WHAT YOU SHOULD DO. Produce an exact copy of the lines from the line that contains "Pin the framed" to the end of the listing below.

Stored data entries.
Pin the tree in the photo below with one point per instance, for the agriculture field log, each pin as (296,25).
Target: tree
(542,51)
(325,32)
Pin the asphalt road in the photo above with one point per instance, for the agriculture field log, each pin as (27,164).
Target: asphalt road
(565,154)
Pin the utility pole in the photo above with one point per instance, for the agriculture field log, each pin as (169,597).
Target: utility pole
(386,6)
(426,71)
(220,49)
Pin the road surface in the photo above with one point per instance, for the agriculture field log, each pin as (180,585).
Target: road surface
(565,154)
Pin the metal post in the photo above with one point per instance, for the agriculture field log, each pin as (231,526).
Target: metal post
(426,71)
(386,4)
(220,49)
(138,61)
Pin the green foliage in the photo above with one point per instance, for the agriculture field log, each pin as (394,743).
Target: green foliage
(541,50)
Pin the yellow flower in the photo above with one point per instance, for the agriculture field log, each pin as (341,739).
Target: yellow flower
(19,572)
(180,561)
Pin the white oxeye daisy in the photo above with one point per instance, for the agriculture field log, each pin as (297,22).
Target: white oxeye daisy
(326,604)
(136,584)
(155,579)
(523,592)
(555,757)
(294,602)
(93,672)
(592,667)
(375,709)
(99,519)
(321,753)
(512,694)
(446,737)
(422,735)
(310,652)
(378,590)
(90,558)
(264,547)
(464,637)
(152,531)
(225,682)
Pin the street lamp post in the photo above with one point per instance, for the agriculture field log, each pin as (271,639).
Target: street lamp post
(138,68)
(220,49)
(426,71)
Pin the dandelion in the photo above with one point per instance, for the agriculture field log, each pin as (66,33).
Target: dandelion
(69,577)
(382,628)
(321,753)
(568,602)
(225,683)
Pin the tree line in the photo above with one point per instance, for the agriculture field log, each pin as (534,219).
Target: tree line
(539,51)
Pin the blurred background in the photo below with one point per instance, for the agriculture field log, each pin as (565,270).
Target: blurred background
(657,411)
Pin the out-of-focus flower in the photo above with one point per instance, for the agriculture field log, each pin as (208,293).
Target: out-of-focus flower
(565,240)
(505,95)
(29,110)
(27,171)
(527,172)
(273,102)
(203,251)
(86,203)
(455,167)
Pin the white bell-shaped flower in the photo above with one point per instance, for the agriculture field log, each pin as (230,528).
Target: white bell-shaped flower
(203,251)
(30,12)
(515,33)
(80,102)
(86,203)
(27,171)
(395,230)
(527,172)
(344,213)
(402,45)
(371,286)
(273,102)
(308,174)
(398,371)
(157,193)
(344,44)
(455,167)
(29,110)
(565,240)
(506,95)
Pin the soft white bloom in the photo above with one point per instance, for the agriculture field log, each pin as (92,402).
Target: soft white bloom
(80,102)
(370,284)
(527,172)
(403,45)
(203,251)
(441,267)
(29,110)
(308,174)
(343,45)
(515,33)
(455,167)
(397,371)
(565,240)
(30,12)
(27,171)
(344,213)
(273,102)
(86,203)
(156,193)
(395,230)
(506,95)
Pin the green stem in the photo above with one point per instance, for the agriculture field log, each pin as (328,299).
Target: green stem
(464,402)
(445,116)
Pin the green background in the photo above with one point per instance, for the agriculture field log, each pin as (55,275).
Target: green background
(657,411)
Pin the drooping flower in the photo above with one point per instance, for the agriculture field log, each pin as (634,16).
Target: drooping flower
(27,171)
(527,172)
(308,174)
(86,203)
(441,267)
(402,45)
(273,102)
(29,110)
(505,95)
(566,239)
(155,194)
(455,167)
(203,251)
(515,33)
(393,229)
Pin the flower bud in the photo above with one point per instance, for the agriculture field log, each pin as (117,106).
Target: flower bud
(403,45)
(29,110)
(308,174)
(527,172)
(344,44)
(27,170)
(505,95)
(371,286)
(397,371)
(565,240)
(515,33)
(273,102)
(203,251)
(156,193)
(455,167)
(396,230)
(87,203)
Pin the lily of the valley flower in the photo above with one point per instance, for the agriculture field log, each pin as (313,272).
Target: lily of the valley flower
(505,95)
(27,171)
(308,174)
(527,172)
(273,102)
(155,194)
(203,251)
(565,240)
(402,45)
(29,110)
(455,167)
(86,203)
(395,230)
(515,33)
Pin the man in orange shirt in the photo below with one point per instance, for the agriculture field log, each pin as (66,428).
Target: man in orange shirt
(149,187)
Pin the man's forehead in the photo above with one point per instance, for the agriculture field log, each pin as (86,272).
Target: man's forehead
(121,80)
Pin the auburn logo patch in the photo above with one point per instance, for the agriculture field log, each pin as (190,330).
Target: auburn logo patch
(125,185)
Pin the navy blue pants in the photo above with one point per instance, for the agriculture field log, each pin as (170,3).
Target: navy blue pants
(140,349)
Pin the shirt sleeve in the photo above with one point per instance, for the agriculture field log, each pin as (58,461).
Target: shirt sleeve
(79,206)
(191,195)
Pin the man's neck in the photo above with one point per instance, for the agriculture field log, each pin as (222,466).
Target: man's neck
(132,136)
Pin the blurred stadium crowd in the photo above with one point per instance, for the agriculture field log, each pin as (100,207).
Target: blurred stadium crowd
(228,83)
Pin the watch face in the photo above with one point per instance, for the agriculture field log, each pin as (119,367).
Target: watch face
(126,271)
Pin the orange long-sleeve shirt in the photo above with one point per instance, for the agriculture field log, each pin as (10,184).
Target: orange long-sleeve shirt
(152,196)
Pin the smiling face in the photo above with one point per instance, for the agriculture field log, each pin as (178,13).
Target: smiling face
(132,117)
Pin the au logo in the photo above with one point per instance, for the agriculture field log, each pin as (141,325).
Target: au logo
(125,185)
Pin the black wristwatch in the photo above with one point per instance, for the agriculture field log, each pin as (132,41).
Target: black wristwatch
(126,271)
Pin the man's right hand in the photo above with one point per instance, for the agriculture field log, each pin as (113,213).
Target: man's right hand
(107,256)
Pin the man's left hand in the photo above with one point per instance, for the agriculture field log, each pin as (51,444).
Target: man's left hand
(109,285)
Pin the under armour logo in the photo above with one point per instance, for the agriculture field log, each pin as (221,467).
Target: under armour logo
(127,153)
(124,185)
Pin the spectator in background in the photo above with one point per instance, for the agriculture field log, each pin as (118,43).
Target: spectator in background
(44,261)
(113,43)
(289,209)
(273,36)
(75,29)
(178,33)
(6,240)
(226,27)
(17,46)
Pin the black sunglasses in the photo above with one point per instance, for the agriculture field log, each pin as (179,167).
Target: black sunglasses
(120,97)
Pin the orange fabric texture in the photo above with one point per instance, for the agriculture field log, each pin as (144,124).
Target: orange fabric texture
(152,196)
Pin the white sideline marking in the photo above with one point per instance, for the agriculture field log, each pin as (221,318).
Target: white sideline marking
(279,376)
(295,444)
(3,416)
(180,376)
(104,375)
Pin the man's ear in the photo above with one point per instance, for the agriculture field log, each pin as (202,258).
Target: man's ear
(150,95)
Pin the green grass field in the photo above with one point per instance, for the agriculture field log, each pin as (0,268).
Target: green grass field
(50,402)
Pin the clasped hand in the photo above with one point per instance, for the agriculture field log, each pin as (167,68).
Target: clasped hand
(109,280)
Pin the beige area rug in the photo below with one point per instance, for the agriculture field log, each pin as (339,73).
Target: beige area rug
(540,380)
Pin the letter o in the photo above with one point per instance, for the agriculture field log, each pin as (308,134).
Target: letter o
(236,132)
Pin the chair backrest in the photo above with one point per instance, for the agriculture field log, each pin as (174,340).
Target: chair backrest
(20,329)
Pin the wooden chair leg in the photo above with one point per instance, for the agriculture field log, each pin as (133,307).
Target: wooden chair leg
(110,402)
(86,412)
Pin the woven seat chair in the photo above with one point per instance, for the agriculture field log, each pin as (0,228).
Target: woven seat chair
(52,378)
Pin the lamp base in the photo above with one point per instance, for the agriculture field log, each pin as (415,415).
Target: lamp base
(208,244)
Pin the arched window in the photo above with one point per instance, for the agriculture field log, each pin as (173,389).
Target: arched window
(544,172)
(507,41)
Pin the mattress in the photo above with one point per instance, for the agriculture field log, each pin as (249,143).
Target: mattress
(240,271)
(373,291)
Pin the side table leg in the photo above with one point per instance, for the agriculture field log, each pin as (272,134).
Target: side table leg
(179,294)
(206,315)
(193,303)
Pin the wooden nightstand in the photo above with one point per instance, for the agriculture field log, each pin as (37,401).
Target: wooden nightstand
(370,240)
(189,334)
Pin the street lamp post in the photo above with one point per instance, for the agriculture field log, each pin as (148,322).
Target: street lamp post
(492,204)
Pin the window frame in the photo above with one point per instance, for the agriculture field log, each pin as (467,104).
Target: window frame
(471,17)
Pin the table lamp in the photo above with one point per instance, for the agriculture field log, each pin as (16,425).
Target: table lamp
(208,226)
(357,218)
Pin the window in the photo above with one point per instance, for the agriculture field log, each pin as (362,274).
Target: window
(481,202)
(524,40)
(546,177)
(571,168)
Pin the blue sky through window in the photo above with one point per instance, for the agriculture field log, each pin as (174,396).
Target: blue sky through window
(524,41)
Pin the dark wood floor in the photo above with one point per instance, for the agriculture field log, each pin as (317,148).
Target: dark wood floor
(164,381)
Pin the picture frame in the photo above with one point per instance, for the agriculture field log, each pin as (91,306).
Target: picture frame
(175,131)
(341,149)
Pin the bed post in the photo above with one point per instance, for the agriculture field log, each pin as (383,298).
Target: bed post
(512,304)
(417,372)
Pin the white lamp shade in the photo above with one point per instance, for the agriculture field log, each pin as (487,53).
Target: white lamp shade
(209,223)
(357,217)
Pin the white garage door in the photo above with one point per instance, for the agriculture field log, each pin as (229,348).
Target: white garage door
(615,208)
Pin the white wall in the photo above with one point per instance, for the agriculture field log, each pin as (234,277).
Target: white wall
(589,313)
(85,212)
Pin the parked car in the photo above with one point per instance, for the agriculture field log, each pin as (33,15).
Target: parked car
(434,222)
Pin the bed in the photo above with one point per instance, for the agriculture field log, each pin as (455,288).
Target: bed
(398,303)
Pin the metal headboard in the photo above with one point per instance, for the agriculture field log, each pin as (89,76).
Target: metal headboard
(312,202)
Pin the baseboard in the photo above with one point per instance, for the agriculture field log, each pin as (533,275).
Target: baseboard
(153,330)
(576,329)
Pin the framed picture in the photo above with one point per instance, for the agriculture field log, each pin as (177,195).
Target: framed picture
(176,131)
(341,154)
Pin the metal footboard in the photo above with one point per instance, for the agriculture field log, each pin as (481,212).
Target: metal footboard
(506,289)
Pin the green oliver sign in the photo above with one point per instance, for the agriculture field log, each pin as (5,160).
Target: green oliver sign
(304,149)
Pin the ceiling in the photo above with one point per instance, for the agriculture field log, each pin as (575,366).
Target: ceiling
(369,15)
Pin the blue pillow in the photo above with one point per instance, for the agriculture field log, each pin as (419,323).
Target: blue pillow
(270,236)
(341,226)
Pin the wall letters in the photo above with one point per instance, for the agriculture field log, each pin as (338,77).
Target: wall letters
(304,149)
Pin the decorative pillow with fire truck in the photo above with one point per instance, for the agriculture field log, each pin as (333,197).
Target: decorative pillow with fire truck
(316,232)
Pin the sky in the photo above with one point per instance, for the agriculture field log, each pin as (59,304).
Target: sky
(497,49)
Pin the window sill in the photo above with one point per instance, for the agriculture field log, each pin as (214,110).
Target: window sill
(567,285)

TASK ANSWER.
Pin the framed picture in the photo above with one point per instance, for the agriculture field log, each pin as (177,195).
Target: framed picture
(176,131)
(341,154)
Pin the metal footboard in the photo above with one point per instance, for the agriculture field log, each pin as (481,212).
Target: metal footboard
(506,289)
Pin the green oliver sign in the photo above with one point per instance, for the agriculture field log, each pin as (5,160).
Target: green oliver sign
(304,149)
Pin the ceiling in the photo above with one point per instance, for the agriculture field log, each pin as (575,366).
Target: ceiling
(369,15)
Pin the blue pillow in the photo above with one point per instance, for the agriculture field log, each pin as (419,323).
Target: blue pillow
(270,236)
(341,226)
Pin the wall letters in the photo above with one point per instance, for the agriculture field log, each pin as (338,77).
Target: wall letters
(304,149)
Pin the decorative pillow with fire truck in the photo above with one point per instance, for the agriculture field log, each pin as (333,197).
Target: decorative pillow with fire truck
(316,232)
Pin the sky in the photo above with one point per instance, for the agriculture field log, each pin as (59,304).
Target: sky
(497,49)
Pin the window sill in the photo above with one point per instance, for the agriculture field log, each pin as (214,110).
Target: window sill
(567,285)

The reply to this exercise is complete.